(Point localization data)
= = =

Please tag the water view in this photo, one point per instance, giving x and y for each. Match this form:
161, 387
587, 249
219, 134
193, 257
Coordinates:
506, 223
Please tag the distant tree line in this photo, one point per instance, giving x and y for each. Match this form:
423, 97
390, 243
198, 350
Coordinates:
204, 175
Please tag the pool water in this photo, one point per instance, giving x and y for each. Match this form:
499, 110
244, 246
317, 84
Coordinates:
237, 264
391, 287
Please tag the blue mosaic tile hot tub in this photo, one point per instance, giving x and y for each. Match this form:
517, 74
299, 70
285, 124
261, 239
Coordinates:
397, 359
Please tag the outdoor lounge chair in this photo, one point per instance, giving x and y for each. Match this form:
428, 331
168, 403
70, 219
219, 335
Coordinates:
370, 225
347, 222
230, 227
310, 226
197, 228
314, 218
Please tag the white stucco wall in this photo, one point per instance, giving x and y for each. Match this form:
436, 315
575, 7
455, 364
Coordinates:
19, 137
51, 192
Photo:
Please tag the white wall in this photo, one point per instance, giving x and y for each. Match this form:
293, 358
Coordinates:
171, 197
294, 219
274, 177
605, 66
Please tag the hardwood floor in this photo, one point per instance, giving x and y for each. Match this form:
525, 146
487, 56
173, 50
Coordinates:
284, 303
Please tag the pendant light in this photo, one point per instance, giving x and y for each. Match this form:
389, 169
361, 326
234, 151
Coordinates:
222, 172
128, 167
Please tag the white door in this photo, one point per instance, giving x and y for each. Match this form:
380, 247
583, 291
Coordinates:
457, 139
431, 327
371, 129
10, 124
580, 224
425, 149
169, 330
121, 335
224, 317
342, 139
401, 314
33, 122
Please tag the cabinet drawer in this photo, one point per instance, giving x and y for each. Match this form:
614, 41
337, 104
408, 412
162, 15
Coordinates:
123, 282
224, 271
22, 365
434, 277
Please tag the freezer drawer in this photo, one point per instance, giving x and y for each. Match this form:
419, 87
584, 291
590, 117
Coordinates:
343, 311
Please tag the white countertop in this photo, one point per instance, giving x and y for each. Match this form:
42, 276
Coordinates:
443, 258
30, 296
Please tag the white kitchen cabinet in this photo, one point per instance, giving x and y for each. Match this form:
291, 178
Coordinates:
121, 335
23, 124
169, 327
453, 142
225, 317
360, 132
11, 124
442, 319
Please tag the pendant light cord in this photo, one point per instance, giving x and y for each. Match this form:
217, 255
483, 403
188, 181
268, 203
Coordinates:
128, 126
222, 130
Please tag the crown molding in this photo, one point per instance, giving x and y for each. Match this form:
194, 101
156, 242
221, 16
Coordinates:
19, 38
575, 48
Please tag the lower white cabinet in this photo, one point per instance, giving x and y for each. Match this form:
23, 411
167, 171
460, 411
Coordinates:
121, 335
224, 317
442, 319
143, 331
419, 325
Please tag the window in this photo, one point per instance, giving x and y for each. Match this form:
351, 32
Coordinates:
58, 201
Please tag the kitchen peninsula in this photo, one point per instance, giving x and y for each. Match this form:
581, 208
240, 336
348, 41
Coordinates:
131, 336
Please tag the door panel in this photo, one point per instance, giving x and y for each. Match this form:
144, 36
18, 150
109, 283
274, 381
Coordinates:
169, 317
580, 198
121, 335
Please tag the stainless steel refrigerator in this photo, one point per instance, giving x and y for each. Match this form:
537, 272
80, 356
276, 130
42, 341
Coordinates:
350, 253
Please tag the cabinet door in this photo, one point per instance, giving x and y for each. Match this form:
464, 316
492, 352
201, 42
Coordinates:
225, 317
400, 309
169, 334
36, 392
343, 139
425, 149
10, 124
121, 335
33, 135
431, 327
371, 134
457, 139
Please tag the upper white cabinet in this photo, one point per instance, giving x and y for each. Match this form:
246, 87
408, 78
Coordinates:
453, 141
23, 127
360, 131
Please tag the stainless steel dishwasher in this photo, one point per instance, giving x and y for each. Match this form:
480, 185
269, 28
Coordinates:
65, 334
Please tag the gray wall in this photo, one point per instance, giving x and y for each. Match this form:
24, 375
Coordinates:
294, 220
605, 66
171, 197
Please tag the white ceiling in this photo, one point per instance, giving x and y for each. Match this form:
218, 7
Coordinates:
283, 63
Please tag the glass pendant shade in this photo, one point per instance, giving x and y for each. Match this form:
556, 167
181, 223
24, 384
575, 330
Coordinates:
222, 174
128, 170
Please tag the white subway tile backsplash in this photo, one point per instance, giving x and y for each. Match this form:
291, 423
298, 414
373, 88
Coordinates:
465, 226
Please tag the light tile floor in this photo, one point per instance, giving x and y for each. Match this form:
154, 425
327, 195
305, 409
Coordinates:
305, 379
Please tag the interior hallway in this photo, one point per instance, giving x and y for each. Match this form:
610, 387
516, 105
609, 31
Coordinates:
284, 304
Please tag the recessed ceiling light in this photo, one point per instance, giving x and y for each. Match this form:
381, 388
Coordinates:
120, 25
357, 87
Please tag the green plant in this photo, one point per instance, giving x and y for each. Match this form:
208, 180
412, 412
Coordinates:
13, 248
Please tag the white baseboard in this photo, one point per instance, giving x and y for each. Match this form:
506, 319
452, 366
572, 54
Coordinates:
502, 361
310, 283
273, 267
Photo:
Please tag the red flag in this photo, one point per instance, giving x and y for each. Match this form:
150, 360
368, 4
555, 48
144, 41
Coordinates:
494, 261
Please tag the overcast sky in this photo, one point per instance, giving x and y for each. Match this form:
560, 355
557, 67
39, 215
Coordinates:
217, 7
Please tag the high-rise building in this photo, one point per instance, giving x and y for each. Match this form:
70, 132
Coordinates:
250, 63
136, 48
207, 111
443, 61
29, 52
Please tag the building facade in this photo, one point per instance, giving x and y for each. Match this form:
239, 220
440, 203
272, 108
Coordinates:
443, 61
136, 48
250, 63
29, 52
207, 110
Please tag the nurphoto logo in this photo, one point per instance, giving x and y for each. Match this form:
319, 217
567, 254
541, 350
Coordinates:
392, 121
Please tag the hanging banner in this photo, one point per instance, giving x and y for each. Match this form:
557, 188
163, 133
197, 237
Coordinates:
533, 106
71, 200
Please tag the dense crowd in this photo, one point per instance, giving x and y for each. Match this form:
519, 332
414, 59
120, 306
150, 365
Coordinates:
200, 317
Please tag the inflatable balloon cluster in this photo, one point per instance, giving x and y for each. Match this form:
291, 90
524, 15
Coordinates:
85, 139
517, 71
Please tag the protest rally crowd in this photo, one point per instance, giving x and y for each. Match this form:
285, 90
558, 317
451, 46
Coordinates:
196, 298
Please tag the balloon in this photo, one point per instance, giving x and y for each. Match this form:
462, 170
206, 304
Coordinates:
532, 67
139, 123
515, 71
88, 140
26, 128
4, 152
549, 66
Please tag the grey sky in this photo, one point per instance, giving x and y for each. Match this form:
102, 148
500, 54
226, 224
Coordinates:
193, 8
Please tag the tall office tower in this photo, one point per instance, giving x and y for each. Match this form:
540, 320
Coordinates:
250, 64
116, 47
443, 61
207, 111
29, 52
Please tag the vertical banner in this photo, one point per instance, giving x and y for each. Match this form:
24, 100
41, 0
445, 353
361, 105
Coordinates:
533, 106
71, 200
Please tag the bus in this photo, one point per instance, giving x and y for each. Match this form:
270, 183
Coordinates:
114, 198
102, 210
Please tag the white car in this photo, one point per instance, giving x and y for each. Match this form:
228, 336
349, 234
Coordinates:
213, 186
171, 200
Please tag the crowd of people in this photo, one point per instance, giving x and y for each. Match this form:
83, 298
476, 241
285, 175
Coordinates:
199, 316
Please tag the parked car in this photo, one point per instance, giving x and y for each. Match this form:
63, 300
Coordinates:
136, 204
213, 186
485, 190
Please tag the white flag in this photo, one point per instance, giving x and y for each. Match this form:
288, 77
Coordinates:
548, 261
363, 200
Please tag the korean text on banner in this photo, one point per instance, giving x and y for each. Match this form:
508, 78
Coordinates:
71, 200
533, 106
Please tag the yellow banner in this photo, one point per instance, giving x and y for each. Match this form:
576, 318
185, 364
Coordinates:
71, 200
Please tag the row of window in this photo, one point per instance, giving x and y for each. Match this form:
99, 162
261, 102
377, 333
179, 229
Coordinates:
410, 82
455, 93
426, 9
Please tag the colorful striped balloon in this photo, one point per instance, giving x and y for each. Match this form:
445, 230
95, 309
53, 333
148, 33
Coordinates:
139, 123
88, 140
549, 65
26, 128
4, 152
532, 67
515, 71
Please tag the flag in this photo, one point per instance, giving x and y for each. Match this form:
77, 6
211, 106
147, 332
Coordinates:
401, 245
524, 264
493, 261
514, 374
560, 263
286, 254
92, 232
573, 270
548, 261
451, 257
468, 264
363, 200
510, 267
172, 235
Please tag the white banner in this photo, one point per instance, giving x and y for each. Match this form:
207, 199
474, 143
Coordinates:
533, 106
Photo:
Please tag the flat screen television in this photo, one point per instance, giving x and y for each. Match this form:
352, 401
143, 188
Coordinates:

= = =

TASK BRIEF: The required output is every line above that contains the string "wall".

TASK OUTPUT:
Please tag the white stucco wall in this photo, one point per instance, giving x and y for each. Match this form:
Please tag the white wall in this photo, one point per instance, giving x and y for each. Match this form:
Please tag the gray wall in this photo, one point per instance, giving x and y for each. Match this form:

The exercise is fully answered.